**Written instruction:** Convert every line of the material below into a JSON list of strings, one string per line, omitting blank lines and the picture lines.

**Extracted information:**

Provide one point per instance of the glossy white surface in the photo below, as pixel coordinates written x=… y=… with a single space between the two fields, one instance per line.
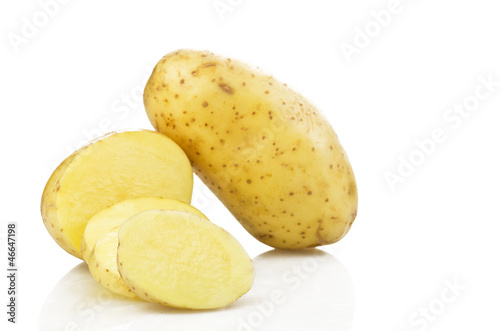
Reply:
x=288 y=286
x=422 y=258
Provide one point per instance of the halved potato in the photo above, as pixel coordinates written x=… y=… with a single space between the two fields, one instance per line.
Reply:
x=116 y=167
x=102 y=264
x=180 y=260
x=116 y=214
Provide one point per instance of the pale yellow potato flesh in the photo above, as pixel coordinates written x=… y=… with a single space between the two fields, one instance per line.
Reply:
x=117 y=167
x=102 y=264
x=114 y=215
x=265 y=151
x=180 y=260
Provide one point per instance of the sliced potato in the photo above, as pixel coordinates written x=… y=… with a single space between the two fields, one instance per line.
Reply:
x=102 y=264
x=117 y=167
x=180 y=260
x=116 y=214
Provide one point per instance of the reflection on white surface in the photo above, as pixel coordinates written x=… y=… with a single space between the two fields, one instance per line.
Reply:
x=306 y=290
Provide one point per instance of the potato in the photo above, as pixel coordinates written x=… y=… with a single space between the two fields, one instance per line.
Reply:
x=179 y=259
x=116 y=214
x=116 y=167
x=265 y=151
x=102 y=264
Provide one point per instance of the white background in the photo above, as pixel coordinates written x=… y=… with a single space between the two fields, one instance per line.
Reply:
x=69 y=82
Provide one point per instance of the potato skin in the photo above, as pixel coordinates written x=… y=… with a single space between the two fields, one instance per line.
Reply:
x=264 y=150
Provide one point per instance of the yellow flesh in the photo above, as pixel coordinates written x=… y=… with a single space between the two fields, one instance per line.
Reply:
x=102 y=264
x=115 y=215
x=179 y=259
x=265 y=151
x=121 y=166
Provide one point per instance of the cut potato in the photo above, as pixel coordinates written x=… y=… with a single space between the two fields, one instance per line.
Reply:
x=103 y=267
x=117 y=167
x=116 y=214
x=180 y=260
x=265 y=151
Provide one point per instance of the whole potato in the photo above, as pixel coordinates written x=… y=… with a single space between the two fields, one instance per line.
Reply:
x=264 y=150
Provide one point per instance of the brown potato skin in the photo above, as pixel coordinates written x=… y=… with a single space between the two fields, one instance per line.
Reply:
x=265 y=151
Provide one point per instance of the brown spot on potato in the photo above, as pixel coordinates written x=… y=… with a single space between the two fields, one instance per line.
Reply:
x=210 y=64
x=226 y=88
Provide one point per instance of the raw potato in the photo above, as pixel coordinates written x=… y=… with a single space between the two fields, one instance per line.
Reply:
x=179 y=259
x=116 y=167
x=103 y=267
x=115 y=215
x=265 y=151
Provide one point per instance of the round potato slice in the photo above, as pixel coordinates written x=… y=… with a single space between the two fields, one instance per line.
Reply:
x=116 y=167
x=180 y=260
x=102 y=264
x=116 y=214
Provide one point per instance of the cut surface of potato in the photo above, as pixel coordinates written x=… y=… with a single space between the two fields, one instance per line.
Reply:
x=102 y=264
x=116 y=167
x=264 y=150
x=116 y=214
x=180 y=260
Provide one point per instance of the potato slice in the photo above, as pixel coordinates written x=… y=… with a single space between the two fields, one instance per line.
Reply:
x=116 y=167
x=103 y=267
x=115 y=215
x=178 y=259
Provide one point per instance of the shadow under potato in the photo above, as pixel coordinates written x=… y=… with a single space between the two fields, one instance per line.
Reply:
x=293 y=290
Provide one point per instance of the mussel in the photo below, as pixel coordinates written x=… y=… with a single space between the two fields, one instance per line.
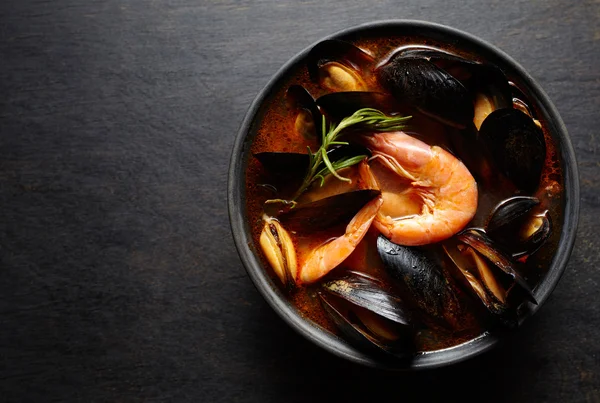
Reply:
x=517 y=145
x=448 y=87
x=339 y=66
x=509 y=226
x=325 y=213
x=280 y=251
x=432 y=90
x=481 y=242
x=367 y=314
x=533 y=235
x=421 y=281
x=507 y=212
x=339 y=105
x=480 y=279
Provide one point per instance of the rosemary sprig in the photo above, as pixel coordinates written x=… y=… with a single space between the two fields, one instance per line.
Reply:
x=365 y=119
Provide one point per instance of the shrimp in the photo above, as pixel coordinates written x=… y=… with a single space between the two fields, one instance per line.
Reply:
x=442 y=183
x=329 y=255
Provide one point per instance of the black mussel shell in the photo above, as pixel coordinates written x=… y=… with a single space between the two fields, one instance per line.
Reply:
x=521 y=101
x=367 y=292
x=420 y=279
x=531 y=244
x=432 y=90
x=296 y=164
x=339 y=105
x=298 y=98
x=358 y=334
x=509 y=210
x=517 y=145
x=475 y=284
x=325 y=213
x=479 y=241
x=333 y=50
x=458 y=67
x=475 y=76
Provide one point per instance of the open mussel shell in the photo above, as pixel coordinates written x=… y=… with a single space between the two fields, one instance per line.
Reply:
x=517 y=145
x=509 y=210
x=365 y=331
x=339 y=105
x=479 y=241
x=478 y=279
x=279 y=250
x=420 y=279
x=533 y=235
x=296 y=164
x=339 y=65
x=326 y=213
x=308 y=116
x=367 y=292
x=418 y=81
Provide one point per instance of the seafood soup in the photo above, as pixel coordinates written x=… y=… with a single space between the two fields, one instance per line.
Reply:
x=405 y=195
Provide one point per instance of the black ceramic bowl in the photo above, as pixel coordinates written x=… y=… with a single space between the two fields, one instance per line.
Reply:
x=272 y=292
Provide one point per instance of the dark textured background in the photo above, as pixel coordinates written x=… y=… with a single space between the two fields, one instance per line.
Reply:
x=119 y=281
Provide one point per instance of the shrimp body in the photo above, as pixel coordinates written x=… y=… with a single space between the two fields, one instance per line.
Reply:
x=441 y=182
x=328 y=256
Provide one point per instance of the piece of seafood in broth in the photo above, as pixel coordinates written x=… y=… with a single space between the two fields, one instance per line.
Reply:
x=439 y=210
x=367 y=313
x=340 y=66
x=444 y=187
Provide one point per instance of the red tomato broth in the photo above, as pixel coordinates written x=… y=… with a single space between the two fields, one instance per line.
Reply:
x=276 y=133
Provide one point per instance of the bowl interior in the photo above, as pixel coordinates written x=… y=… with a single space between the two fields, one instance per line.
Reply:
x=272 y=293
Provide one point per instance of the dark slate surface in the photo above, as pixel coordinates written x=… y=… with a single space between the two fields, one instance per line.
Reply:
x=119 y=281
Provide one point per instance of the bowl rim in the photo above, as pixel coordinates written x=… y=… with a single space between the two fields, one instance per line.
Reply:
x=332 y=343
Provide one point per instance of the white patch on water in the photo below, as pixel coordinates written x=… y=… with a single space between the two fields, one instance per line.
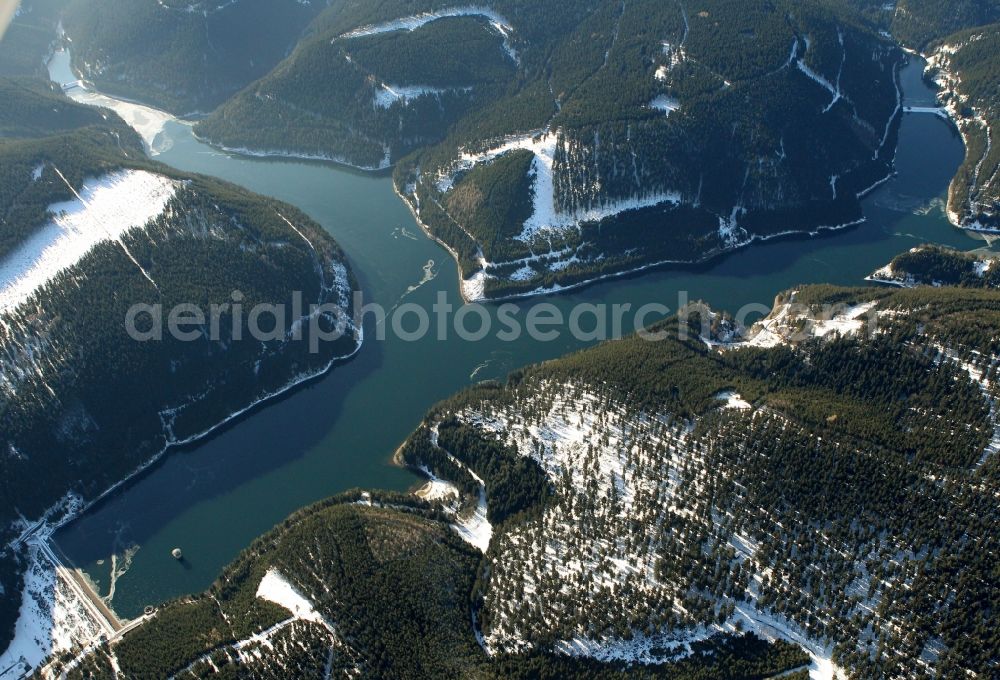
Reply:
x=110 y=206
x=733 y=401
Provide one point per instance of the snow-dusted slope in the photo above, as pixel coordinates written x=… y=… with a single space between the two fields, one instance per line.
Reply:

**Result:**
[
  "Provide one point per instance of the glossy white surface in the photo below, as pixel coordinates written x=… y=… with a single space between the two fields, one instance per line.",
  "Reply:",
  "x=288 y=286",
  "x=422 y=258",
  "Provide one point per instance of the halved potato in the photo above, as pixel coordinates written x=… y=… with a single space between the two fields, one instance per line.",
  "Reply:",
  "x=116 y=167",
  "x=102 y=264",
  "x=180 y=260",
  "x=116 y=214",
  "Provide one point per instance of the pale yellow potato flesh in the photo above, as pixel coordinates written x=… y=… with a single space between the two fields, one instance per line.",
  "Reply:",
  "x=117 y=167",
  "x=102 y=264",
  "x=114 y=215",
  "x=265 y=151",
  "x=180 y=260",
  "Provide one point per instance of the sliced potato in the photo above, as pixel coordinates written x=… y=… with a single space between the two fields, one instance per line.",
  "Reply:",
  "x=102 y=264",
  "x=117 y=167",
  "x=180 y=260",
  "x=116 y=214",
  "Provide one point per instance of the reflection on white surface in the photo above, as pixel coordinates written x=… y=… with a single space between the two fields, one instance per line.",
  "Reply:",
  "x=306 y=290",
  "Provide one point per instance of the potato in the photo above, as pixel coordinates written x=… y=… with a single space between the two fields, one instance per line.",
  "Reply:",
  "x=179 y=259",
  "x=116 y=214",
  "x=116 y=167",
  "x=265 y=151",
  "x=102 y=264",
  "Provide one point per instance of the white background in the photo above, as pixel coordinates written x=… y=… with a single space between the two fields, one instance per line.",
  "Reply:",
  "x=69 y=82",
  "Provide one point per instance of the potato skin in the photo above, as pixel coordinates written x=… y=… with a single space between the two fields, one instance per line.",
  "Reply:",
  "x=264 y=150",
  "Provide one point per instance of the yellow flesh in the photo above, as pixel coordinates written x=… y=… with a single space between the two fields, one instance per line.",
  "Reply:",
  "x=102 y=264",
  "x=115 y=215",
  "x=179 y=259",
  "x=265 y=151",
  "x=121 y=166",
  "Provide one point per instance of the cut potato in the photo above, as pixel coordinates written x=… y=… with a single space between the two fields, one instance per line.",
  "Reply:",
  "x=103 y=267",
  "x=117 y=167",
  "x=116 y=214",
  "x=180 y=260",
  "x=265 y=151",
  "Provide one point per instance of the whole potato in the photo above, as pixel coordinates written x=… y=… with a single space between the two fields, one instance per line.",
  "Reply:",
  "x=264 y=150",
  "Provide one point per instance of the brown potato skin in the photo above, as pixel coordinates written x=… y=… with a single space between the two fields, one instance per line.",
  "Reply:",
  "x=265 y=151",
  "Provide one point per instance of the brown spot on potato in the photo above, as pixel coordinates written x=… y=… with a single space between the two fields, one instance per line.",
  "Reply:",
  "x=210 y=64",
  "x=226 y=88",
  "Provide one point per instance of the raw potato in the photo above, as pixel coordinates written x=… y=… with a single space between the two fields, one instance per line.",
  "Reply:",
  "x=179 y=259",
  "x=116 y=167",
  "x=103 y=267",
  "x=115 y=215",
  "x=265 y=151",
  "Provide one point per instance of the round potato slice in the photo above, as pixel coordinates written x=… y=… with a single space between the two fields, one instance per line.",
  "Reply:",
  "x=116 y=167",
  "x=180 y=260",
  "x=102 y=264",
  "x=116 y=214",
  "Provide one point per instance of the cut surface of potato in the photo above, as pixel coordinates written x=… y=… with a single space between the two fields, one instance per line.",
  "Reply:",
  "x=102 y=264",
  "x=116 y=167",
  "x=264 y=150",
  "x=116 y=214",
  "x=180 y=260",
  "Provide one point per instance of the potato slice in the photo above, as pixel coordinates written x=… y=… with a single space between the two fields, one instance per line.",
  "Reply:",
  "x=116 y=167",
  "x=103 y=267",
  "x=115 y=215",
  "x=178 y=259",
  "Provide one point per instance of the shadow under potato in the photo above, as pixel coordinates written x=… y=… with a single space between the two fields, one instance per line.",
  "Reply:",
  "x=293 y=290",
  "Provide one point per instance of the mussel in the photo below, as pixel coordinates written x=… y=… with a single space between the two fields, one instance per line.",
  "Reply:",
  "x=517 y=145",
  "x=448 y=87",
  "x=339 y=66",
  "x=509 y=226",
  "x=325 y=213",
  "x=280 y=251",
  "x=432 y=90",
  "x=481 y=242",
  "x=367 y=314",
  "x=533 y=235",
  "x=421 y=281",
  "x=507 y=212",
  "x=339 y=105",
  "x=480 y=279",
  "Provide one point per instance of the rosemary sprig in the photo above, as pixel coordinates written x=… y=… with a single space between the two fields, one instance per line.",
  "Reply:",
  "x=365 y=119",
  "Provide one point per instance of the shrimp in the photo above, as pixel coordinates written x=… y=… with a single space between the two fields, one instance per line.",
  "Reply:",
  "x=442 y=183",
  "x=329 y=255",
  "Provide one point per instance of the black mussel shell in the photo above, as pixel coordinates written x=… y=… with a single space between the two fields, one instance per line.",
  "Reply:",
  "x=521 y=101",
  "x=367 y=292",
  "x=420 y=279",
  "x=531 y=244",
  "x=432 y=90",
  "x=296 y=164",
  "x=339 y=105",
  "x=298 y=98",
  "x=358 y=334",
  "x=509 y=210",
  "x=517 y=145",
  "x=475 y=284",
  "x=325 y=213",
  "x=479 y=241",
  "x=333 y=50",
  "x=458 y=67",
  "x=475 y=76",
  "Provide one point per instance of the open mussel shell in the photo above, as pixel coordinates written x=… y=… with a single space between the two fields, one instance per line.",
  "Reply:",
  "x=517 y=145",
  "x=509 y=210",
  "x=365 y=331",
  "x=339 y=105",
  "x=479 y=241",
  "x=478 y=279",
  "x=279 y=250",
  "x=420 y=279",
  "x=533 y=235",
  "x=296 y=164",
  "x=339 y=65",
  "x=326 y=213",
  "x=308 y=116",
  "x=367 y=292",
  "x=418 y=81",
  "Provide one point per instance of the seafood soup in the photo above, as pixel coordinates written x=… y=… with a single space between the two fields, one instance per line.",
  "Reply:",
  "x=405 y=195",
  "Provide one point per instance of the black ceramic bowl in the photo above, as pixel coordinates written x=… y=… with a single space between the two fields, one instance per line.",
  "Reply:",
  "x=272 y=292",
  "Provide one point per instance of the dark textured background in the photo above, as pixel coordinates written x=… y=… with a single space between the two fields, one instance per line.",
  "Reply:",
  "x=119 y=281",
  "Provide one point per instance of the shrimp body in the photo above, as pixel coordinates written x=… y=… with a single space between the two fields, one instance per line.",
  "Reply:",
  "x=441 y=182",
  "x=328 y=256",
  "Provide one point per instance of the piece of seafood in broth in the photo above, as pixel coordinates written x=… y=… with a single space between the two fields, one instance per line.",
  "Reply:",
  "x=439 y=210",
  "x=367 y=313",
  "x=340 y=66",
  "x=444 y=187",
  "Provide one point per instance of the red tomato broth in the photo above, as pixel coordinates written x=… y=… with a single space between the two fields, one instance per line.",
  "Reply:",
  "x=276 y=133",
  "Provide one point per instance of the bowl interior in the photo above, as pixel coordinates written x=… y=… with a single space between the two fields, one instance per line.",
  "Reply:",
  "x=272 y=293",
  "Provide one point per instance of the dark slate surface in the photo above, as pixel coordinates written x=… y=… with a single space between the two fields, one instance per line.",
  "Reply:",
  "x=119 y=281",
  "Provide one point per instance of the bowl rim in the photo above, as pixel coordinates written x=… y=… with a single space between the two fields, one instance per line.",
  "Reply:",
  "x=332 y=343",
  "Provide one point per instance of the white patch on water in the photo below, as pixel coordinates written x=… y=… with a single space between the two fields, one instance per line.",
  "Reply:",
  "x=110 y=206",
  "x=733 y=401",
  "Provide one point per instance of the snow-dusted slope in the photo above, as pixel coordinates written x=… y=… with a single space between the two fields, one instance per line.",
  "Reply:"
]